Passage for review.
• • • • •
Under the social solidarity pillar, SOS Malta runs projects that promote the social inclusion of disadvantaged groups and combat stigmatisation and discrimination. One such project was CoMe Home, which explored the barriers faced by people from migrant backgrounds when trying to access decent and affordable housing and the strategies they use to overcome these challenges. This project was carried out in partnership with organisations in Turin and Thessaloniki.

Other ongoing projects that SOS Malta is implementing either in partnership or as lead organisation are Language Buddy, Hatedemics and ReMaC. Language Buddy aims to improve the language learning of students (aged 12-17 years) with a refugee or migrant background through mentoring and a buddy system. Hatedemics aims to strengthen preventive and reactive measures against hate speech and disinformation online by empowering NGOs, fact-checkers, authorities and young people in Italy, Malta, Poland and Spain to prevent and combat polarisation and the spread of racist, xenophobic and intolerant speech. ReMaC (Reinventing Mainstream Classrooms) promotes innovative teaching practices to engage local and migrant students (aged six to 12) in intercultural and language learning activities by using advanced digital tools and connecting them with language teachers in Cyprus, Greece, Portugal, Italy and Malta.
• • • • •
Work instruction. Rename "disadvantaged groups" as "marginalized groups" in the passage on SOS Malta's projects, giving that passage again starting with "Under the social" and going on through "Turin and Thessaloniki.". Rely on the text by itself and nothing else.

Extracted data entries
• • • • •
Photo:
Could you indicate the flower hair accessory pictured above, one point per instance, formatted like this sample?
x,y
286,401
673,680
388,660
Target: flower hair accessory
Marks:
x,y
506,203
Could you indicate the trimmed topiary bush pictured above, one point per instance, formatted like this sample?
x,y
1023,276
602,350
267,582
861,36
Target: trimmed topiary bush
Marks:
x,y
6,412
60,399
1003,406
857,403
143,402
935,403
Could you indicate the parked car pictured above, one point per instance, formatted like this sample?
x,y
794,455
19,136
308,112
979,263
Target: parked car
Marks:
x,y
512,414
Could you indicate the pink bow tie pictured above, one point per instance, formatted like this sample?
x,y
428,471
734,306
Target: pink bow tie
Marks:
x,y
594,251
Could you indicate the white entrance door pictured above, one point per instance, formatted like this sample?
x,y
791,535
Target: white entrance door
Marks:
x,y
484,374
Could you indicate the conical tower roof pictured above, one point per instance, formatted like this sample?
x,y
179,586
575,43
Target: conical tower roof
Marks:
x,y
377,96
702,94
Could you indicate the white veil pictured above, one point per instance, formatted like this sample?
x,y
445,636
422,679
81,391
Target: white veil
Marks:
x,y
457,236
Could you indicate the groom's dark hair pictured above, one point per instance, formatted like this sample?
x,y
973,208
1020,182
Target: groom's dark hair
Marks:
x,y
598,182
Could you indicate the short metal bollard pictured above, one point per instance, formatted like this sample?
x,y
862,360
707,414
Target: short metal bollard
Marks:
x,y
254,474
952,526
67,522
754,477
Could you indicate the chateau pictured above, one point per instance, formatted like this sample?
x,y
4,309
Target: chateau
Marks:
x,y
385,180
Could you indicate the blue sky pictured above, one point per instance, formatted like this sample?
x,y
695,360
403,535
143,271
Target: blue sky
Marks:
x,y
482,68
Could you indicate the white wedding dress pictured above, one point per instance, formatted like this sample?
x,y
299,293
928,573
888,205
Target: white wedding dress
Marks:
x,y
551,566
• • • • •
Result below.
Under the social solidarity pillar, SOS Malta runs projects that promote the social inclusion of marginalized groups and combat stigmatisation and discrimination. One such project was CoMe Home, which explored the barriers faced by people from migrant backgrounds when trying to access decent and affordable housing and the strategies they use to overcome these challenges. This project was carried out in partnership with organisations in Turin and Thessaloniki.